• Exercise requirements:
Revise the listing from its first line up to and including the line with "point(353, 63)", swapping "marker" for "pin" and keeping everything else the same. Leave the pictures out of the result.
────────
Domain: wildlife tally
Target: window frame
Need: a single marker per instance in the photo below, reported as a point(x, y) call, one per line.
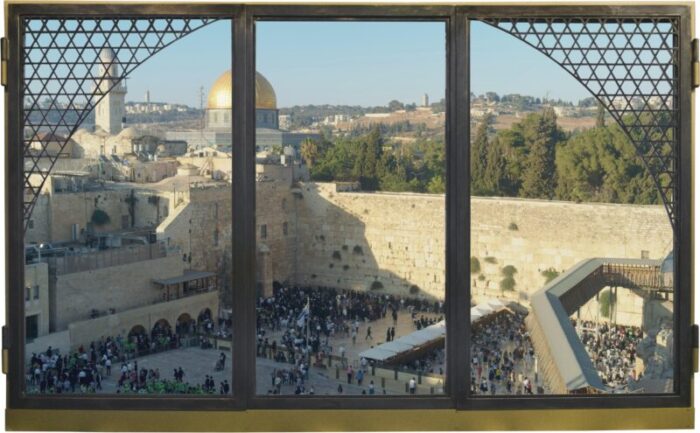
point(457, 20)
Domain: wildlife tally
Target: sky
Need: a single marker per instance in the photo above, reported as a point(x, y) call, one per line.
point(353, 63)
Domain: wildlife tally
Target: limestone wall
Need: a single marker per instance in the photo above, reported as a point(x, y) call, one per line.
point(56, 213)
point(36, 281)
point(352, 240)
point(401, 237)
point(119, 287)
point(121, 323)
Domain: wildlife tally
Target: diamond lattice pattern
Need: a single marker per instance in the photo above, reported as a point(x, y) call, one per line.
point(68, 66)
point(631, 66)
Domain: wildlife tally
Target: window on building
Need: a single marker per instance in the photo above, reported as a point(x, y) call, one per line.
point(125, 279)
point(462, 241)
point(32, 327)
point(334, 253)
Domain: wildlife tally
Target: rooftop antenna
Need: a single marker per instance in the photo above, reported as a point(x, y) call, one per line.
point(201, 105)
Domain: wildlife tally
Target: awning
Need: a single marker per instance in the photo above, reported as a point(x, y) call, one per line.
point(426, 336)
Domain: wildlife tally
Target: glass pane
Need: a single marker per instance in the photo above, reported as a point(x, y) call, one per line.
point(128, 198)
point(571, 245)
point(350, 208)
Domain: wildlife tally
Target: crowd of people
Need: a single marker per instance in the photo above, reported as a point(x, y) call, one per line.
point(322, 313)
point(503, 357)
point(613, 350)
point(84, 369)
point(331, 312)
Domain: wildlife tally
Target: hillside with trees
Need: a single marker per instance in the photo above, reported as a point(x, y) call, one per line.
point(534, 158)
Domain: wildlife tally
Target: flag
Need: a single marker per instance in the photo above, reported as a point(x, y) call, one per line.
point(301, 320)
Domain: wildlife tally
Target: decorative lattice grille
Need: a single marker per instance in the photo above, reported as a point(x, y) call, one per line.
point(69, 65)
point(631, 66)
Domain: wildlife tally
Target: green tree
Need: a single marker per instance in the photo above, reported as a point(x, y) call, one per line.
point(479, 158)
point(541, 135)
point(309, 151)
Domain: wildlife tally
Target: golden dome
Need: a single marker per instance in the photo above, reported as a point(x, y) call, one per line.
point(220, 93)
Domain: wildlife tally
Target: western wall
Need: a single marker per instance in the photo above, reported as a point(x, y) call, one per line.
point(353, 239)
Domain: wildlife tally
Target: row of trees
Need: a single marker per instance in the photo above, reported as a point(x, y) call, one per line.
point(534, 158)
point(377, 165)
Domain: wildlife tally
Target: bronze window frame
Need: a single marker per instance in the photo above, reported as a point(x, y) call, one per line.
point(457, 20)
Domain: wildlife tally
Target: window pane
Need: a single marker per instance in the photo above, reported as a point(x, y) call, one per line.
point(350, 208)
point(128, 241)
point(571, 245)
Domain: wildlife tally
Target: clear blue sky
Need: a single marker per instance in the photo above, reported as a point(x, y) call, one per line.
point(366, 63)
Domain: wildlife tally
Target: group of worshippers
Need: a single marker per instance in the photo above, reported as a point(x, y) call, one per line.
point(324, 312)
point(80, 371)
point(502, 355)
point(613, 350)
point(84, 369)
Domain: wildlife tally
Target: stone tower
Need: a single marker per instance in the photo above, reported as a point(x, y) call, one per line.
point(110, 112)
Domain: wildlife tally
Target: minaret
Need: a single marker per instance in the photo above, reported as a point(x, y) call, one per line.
────────
• Solved exercise:
Domain: wildlife tally
Target: window frame
Need: a single pin per instance in the photo below, reported as a point(x, y) call, one per line.
point(457, 20)
Domain: wildlife tally
Target: sky
Need: a single pin per instance in the photo above, reported as a point(x, y) call, one per line.
point(353, 63)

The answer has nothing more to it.